▸ **WHAT TO PRODUCE**
Write out the items below word for word, starting at the line that contains "Trace the outline of every instance of the rose" and ending with the last line of the items.

Dataset items
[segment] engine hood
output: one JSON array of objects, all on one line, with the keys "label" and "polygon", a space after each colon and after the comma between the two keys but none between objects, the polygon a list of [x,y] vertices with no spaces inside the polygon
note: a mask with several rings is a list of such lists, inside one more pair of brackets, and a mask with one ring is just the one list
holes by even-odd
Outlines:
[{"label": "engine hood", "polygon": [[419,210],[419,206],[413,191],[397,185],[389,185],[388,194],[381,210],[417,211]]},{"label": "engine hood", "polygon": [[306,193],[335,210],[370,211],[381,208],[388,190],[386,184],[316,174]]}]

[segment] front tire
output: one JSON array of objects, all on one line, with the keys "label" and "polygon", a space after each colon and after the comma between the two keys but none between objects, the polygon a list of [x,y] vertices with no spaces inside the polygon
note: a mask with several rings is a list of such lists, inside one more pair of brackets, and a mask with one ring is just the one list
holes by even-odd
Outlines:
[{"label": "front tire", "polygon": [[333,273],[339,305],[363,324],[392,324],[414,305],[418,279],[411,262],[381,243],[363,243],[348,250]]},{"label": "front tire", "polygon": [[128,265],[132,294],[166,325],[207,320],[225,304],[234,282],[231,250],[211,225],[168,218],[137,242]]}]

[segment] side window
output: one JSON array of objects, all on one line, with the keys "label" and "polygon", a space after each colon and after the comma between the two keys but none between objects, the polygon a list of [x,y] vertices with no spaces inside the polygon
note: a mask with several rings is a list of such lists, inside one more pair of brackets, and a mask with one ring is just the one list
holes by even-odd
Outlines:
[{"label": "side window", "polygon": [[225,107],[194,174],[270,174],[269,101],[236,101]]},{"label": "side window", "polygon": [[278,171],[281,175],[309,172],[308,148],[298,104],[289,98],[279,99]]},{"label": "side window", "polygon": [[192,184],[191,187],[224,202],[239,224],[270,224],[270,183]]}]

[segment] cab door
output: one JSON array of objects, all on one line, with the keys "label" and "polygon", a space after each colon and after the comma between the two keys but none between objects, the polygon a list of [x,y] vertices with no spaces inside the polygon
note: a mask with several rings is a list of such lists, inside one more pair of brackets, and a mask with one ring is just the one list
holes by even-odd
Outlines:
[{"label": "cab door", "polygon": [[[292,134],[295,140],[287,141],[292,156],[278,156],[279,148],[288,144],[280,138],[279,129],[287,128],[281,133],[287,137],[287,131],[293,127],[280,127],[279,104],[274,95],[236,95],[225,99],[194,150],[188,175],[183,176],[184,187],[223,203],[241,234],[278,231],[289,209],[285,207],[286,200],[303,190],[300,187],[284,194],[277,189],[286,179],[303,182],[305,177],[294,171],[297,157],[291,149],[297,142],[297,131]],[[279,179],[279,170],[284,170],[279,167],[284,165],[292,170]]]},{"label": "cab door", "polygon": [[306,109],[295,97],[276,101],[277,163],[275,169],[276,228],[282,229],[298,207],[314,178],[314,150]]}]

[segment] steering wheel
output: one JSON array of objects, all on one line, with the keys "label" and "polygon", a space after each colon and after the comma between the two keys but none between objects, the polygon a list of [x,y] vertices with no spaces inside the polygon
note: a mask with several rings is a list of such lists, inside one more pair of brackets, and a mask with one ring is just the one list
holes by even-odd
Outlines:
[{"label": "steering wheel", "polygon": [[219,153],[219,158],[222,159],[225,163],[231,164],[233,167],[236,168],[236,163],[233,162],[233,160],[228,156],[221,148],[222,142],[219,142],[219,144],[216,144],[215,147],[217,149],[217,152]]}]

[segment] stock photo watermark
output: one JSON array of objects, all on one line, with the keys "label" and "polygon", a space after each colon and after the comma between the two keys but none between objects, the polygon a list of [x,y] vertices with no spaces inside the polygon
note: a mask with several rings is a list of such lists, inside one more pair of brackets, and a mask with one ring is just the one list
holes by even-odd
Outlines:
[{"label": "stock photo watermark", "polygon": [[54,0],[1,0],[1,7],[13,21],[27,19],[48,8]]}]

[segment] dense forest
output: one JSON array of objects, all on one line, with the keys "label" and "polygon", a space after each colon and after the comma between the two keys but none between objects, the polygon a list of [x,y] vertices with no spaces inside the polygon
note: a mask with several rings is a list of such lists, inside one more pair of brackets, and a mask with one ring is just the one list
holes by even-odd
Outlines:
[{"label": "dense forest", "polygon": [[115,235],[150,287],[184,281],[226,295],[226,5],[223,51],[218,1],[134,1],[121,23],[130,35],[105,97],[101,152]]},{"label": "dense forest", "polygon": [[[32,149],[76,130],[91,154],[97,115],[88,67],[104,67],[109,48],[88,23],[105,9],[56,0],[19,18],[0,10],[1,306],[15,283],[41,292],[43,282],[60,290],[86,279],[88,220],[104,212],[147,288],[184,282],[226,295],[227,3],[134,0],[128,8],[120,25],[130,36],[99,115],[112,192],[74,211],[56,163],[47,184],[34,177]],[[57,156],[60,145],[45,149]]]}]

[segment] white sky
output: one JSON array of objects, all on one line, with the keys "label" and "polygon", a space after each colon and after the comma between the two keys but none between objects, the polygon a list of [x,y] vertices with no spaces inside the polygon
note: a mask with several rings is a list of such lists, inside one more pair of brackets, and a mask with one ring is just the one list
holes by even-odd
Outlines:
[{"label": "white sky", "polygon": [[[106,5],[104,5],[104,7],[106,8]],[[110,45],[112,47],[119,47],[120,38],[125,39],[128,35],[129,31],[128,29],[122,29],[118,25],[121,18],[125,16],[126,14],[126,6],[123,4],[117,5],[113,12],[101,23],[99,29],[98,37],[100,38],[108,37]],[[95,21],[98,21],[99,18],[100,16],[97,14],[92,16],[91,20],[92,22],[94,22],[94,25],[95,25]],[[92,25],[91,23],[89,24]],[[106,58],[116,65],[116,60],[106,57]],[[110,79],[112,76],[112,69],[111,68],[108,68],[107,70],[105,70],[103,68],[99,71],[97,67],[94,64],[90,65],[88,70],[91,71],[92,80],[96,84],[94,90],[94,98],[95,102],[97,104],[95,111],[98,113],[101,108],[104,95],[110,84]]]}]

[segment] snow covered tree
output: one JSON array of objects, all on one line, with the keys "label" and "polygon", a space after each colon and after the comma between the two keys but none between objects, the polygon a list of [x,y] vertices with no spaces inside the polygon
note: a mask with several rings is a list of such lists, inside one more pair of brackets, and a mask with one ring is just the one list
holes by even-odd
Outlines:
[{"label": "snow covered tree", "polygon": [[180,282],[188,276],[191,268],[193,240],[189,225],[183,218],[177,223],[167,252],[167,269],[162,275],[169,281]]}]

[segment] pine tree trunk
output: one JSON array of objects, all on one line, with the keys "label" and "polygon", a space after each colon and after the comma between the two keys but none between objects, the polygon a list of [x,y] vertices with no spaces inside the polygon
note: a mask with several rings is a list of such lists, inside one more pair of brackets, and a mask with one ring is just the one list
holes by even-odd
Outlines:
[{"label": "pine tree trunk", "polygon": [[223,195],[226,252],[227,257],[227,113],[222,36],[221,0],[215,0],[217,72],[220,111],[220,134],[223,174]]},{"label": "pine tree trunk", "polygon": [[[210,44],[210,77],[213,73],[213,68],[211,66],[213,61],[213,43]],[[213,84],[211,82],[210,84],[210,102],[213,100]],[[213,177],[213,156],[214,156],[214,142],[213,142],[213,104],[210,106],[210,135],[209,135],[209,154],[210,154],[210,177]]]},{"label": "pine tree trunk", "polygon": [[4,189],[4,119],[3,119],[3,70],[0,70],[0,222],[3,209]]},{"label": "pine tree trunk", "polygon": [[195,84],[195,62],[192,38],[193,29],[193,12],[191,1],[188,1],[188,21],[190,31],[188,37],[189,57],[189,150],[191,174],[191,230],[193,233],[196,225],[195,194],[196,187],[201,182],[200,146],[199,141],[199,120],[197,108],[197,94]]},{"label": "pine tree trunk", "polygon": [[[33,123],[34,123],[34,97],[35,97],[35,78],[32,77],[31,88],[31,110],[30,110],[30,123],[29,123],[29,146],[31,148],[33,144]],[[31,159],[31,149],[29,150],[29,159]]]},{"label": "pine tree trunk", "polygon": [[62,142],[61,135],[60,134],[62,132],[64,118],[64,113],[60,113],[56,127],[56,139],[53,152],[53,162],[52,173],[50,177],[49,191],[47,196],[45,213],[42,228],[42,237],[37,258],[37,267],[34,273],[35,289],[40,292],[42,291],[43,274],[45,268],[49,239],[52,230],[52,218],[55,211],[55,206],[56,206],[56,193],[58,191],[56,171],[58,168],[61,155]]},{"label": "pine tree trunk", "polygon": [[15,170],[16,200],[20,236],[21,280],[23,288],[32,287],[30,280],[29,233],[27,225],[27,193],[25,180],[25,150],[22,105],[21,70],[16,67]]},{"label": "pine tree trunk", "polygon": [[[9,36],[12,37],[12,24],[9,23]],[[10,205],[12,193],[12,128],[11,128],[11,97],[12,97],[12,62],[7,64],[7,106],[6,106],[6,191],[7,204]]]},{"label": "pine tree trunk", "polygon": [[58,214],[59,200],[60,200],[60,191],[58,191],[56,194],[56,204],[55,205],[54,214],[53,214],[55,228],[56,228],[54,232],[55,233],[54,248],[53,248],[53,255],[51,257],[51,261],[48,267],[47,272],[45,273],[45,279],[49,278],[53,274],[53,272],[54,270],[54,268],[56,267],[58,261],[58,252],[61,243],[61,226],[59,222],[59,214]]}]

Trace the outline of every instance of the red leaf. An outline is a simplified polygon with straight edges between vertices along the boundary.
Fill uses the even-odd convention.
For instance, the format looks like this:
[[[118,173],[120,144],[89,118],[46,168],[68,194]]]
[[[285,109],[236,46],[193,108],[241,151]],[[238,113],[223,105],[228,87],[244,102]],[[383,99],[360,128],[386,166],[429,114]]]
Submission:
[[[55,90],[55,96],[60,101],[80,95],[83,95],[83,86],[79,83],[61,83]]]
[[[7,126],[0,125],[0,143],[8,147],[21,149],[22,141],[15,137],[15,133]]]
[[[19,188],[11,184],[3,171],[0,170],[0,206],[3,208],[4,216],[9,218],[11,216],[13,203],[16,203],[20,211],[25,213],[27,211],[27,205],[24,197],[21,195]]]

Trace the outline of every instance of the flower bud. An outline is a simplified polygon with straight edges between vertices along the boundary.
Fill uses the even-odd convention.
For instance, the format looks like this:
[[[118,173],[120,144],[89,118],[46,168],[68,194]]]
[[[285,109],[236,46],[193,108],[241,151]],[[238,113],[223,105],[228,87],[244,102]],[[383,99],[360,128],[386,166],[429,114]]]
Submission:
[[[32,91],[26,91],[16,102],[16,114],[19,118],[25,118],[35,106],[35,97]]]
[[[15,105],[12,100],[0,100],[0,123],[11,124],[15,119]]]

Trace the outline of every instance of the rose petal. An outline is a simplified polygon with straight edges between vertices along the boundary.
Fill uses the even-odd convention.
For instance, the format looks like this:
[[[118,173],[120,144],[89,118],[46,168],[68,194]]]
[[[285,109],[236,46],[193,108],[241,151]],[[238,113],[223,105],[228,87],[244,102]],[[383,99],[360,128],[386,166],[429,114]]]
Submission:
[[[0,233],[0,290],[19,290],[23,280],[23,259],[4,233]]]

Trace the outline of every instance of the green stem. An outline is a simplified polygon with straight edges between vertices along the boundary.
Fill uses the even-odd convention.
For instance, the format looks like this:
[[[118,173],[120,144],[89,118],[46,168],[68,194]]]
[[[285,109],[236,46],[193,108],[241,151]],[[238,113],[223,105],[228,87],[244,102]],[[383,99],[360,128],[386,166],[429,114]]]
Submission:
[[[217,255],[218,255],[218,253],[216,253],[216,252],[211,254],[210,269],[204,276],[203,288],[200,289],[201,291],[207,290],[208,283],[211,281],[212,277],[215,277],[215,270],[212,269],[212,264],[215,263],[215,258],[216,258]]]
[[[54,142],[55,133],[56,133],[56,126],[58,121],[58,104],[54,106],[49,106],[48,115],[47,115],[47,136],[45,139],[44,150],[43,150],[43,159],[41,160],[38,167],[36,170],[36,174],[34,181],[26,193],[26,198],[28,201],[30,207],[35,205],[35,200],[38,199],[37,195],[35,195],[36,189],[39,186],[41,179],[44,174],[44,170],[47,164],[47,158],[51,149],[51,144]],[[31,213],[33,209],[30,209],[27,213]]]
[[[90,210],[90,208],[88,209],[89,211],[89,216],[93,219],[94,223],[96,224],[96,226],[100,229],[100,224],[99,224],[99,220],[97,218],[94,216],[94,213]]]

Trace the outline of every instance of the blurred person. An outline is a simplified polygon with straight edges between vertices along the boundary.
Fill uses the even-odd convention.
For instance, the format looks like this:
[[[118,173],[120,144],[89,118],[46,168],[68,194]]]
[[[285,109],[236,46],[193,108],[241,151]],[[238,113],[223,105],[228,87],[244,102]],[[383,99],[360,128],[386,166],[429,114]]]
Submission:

▸ **SOLUTION FOR THIS TASK**
Trace the outline of every instance of the rose petal. An outline is a simplified polygon with straight edges between vertices along the boundary.
Fill uses the even-odd convention.
For instance, the format looks like this:
[[[118,173],[120,144],[89,118],[46,168],[68,194]]]
[[[285,109],[236,46],[193,108],[241,151]],[[238,113],[223,105],[228,87],[244,102]],[[383,99],[360,128],[386,166],[429,114]]]
Submission:
[[[0,233],[0,290],[19,290],[23,280],[23,259],[4,233]]]

Trace the outline of every instance of the green stem. An outline is a simplified polygon with straight edges between vertices along the boundary.
Fill uses the even-odd convention.
For instance, the format looks like this:
[[[118,173],[120,144],[89,118],[46,168],[68,194]]]
[[[285,109],[236,46],[193,108],[241,151]],[[238,113],[223,105],[228,87],[244,102]],[[383,99],[360,128],[386,166],[429,114]]]
Submission:
[[[217,255],[218,255],[218,253],[216,253],[216,252],[211,254],[210,269],[204,276],[203,288],[200,289],[201,291],[207,290],[208,283],[211,281],[212,277],[215,277],[215,270],[212,269],[212,264],[215,263],[215,258],[216,258]]]
[[[54,142],[55,133],[56,133],[56,126],[58,121],[58,104],[54,106],[49,106],[48,115],[47,115],[47,136],[45,139],[44,150],[43,150],[43,159],[41,160],[38,167],[36,170],[36,174],[34,181],[26,193],[26,198],[28,201],[30,207],[35,205],[35,200],[38,199],[37,195],[35,195],[36,189],[39,186],[41,179],[44,174],[44,170],[47,164],[47,158],[51,149],[51,144]],[[31,213],[33,209],[30,209],[27,213]]]
[[[90,210],[90,208],[88,209],[89,211],[89,216],[93,219],[94,223],[96,224],[96,226],[100,229],[100,224],[99,224],[99,220],[97,218],[94,216],[94,213]]]

Trace the outline of every instance of the blurred person. An outline is a simplified polygon with straight edges between vertices along the boundary.
Fill uses the even-odd convention.
For instance, the format looks like this:
[[[118,173],[120,144],[89,118],[46,168],[68,194]]]
[[[285,109],[236,46],[193,108],[241,151]],[[238,113],[223,105],[228,87],[244,102]],[[383,99],[360,128],[386,166],[429,114]]]
Submission:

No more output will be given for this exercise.